··· RECORD EXTRACTS ···

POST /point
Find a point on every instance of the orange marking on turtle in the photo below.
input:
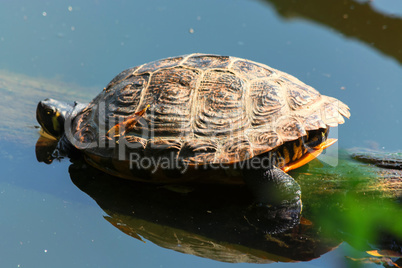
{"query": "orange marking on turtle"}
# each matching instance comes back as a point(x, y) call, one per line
point(309, 155)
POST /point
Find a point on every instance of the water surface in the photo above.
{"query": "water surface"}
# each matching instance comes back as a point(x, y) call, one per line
point(71, 50)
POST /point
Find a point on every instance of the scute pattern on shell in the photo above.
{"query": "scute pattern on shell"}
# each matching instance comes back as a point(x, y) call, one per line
point(208, 109)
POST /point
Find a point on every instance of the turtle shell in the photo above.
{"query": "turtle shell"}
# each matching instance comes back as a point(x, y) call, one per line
point(203, 109)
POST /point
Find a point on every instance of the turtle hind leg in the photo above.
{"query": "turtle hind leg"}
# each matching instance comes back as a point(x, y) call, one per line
point(272, 187)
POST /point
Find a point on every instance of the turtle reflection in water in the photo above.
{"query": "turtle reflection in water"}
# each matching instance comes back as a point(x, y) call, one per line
point(200, 112)
point(203, 221)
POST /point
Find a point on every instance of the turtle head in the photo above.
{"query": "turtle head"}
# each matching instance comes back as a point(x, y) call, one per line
point(51, 116)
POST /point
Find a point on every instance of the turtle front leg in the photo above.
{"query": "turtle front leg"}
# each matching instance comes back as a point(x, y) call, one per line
point(272, 187)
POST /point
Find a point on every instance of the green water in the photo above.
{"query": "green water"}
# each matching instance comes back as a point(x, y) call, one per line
point(351, 50)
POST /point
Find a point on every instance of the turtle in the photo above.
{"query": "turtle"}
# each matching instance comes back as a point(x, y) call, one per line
point(176, 118)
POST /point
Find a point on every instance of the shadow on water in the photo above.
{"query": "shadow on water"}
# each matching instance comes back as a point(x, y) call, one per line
point(351, 18)
point(355, 203)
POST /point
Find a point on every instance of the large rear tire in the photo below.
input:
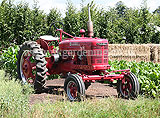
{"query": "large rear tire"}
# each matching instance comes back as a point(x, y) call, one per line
point(128, 87)
point(31, 65)
point(74, 87)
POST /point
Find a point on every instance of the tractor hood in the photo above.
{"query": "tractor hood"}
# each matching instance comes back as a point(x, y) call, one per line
point(81, 42)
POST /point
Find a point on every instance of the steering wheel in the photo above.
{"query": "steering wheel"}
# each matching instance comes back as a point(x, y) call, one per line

···

Render every line of the rows above as a JSON list of strings, one string per line. Skip blank lines and leave out the pictures.

ANSWER TO THE EXERCISE:
[
  "POST /point",
  "Find a point on every instance of the orange marking on turtle in the photo below.",
  "input:",
  "{\"query\": \"orange marking on turtle\"}",
  "# each matching instance comes back as a point(x, y) call, one per line",
  "point(309, 155)",
  "POST /point",
  "Find a point on every instance of the water surface in the photo above.",
  "{\"query\": \"water surface\"}",
  "# each matching instance comes back as a point(x, y) call, one per line",
  "point(71, 50)",
  "POST /point",
  "Find a point on every instance of the scute pattern on shell in the photo above.",
  "{\"query\": \"scute pattern on shell\"}",
  "# each matching instance comes back as a point(x, y) call, one per line",
  "point(208, 109)",
  "POST /point",
  "Find a point on every instance of the turtle shell in the photo above.",
  "{\"query\": \"turtle shell\"}",
  "# each matching instance comes back as a point(x, y) call, one per line",
  "point(203, 109)",
  "POST /point",
  "Find a point on every instance of the turtle hind leg in the photo above.",
  "{\"query\": \"turtle hind leg\"}",
  "# each matching instance comes back as a point(x, y) call, one per line",
  "point(272, 187)",
  "POST /point",
  "Find a point on every instance of the turtle reflection in water in the photo above.",
  "{\"query\": \"turtle reflection in water\"}",
  "# each matching instance comes back as a point(x, y) call, one per line",
  "point(200, 112)",
  "point(203, 221)",
  "POST /point",
  "Find a point on every instance of the turtle head in the photo above.",
  "{\"query\": \"turtle head\"}",
  "# each matching instance comes back as a point(x, y) call, one per line",
  "point(51, 116)",
  "POST /point",
  "Find a point on every instance of the turtle front leg in the photo above.",
  "{\"query\": \"turtle front leg\"}",
  "# each matching instance comes back as a point(x, y) call, one per line",
  "point(272, 187)",
  "POST /point",
  "Find a point on every instance of the green water in the photo above.",
  "{\"query\": \"green water\"}",
  "# each matching instance comes back as a point(x, y) call, one per line",
  "point(351, 50)",
  "POST /point",
  "Find a point on every instance of the turtle in the photo above.",
  "{\"query\": \"turtle\"}",
  "# each matching instance comes back as a point(x, y) call, one per line",
  "point(176, 118)",
  "POST /point",
  "Find a point on every instance of the shadow on water in the photo above.",
  "{\"query\": \"shadow on water\"}",
  "# each matching instance comes back as a point(x, y) call, one per line",
  "point(351, 18)",
  "point(355, 203)",
  "POST /point",
  "Find a point on every instance of the large rear tire in the photo below.",
  "input:",
  "{\"query\": \"large rear tire\"}",
  "# each matching instance comes back as a point(x, y) call, one per line",
  "point(128, 87)",
  "point(31, 65)",
  "point(74, 87)",
  "POST /point",
  "Find a point on every instance of the tractor hood in the photo above.",
  "{\"query\": \"tractor hood\"}",
  "# each matching instance comes back as a point(x, y) call, one per line",
  "point(81, 42)",
  "POST /point",
  "Find a point on every instance of the steering wheel in the photo above.",
  "{\"query\": \"steering wheel\"}",
  "# each matching instance comes back as a point(x, y) call, one per line"
]